But Saturday night felt different. It felt like a triumphant and jubilant return to the way life used to be for all of us. It felt like the city of Boston was open for business again.

“They were into it, they were loud, they were passionate,” said Charlie McAvoy, of the fans returning to see him score the game-winning goal for the Boston Bruins. “They were everything that makes Bruins fans so special.”

Even better, it all had a happy ending for the Black and Gold on Saturday night, of course, with the Bruins winning a 5-2 decision over the Isles in Game 1 and David Pastrnak notching a hat trick that saw hundreds of hats rain down from the stands. Certainly, in the actual game breakdown, it looks like the Isles are overmatched after allowing the Perfection Line to amass three goals, six points and a whopping 23 shot attempts in a dominant opening performance for the Boston Bruins.

It was fitting that David Pastrnak, the high-energy game-breaker that thrives most on the passionate crowd and the adulation from the fans, came electrically alive for his biggest moment of this postseason with the fans back in full force.

■ Activities ■
[1] Please explain, in one to three sentences, why the Bruins passage calls it fitting that David Pastrnak came alive for his biggest moment of this postseason.
[2] List every statistic the Bruins passage credits to the Perfection Line in the opening game.
The records that follow were taken from a different source than the Bruins passage.

■ Collection entries ■
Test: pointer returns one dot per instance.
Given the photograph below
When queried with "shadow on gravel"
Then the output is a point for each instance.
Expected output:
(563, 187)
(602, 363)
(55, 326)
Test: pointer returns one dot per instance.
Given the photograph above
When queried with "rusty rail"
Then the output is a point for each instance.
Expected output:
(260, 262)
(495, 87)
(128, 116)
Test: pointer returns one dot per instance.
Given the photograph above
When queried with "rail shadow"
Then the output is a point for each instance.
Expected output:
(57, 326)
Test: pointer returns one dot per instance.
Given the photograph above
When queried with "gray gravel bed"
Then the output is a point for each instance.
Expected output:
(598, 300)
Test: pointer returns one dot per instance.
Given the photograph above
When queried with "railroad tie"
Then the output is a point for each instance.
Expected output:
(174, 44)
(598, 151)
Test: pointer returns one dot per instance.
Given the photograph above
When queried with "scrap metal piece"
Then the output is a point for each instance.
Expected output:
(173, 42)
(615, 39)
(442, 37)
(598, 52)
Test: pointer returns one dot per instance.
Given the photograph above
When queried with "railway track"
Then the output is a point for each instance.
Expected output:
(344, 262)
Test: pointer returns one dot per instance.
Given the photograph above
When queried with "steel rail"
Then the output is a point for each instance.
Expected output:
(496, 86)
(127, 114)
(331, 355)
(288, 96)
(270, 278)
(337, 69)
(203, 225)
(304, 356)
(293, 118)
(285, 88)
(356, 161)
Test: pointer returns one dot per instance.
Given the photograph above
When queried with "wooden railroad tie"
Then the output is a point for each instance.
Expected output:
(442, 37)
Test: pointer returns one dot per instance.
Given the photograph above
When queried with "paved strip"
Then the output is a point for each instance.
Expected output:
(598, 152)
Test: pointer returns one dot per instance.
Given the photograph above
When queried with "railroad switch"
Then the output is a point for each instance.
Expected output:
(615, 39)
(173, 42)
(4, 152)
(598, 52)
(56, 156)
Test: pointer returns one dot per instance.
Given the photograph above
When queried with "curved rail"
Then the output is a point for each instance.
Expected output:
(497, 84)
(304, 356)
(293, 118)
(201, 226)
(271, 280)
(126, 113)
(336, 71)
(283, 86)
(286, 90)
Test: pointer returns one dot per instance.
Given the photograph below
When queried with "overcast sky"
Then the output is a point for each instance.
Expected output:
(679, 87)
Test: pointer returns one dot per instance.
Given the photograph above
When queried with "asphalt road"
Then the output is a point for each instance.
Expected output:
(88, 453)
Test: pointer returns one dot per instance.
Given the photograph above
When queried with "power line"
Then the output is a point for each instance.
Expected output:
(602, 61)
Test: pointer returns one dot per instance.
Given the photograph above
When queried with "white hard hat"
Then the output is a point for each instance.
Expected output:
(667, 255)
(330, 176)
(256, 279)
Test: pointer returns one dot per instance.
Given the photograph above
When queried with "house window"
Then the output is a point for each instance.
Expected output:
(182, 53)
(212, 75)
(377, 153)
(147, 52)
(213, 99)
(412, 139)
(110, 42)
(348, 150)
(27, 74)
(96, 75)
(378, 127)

■ Task responses ■
[1] The Bruins passage calls Pastrnak a high-energy game-breaker who thrives most on the passionate crowd and the adulation from the fans. His biggest moment came with the fans back in full force, which is why the passage calls it fitting.

[2]
- three goals
- six points
- 23 shot attempts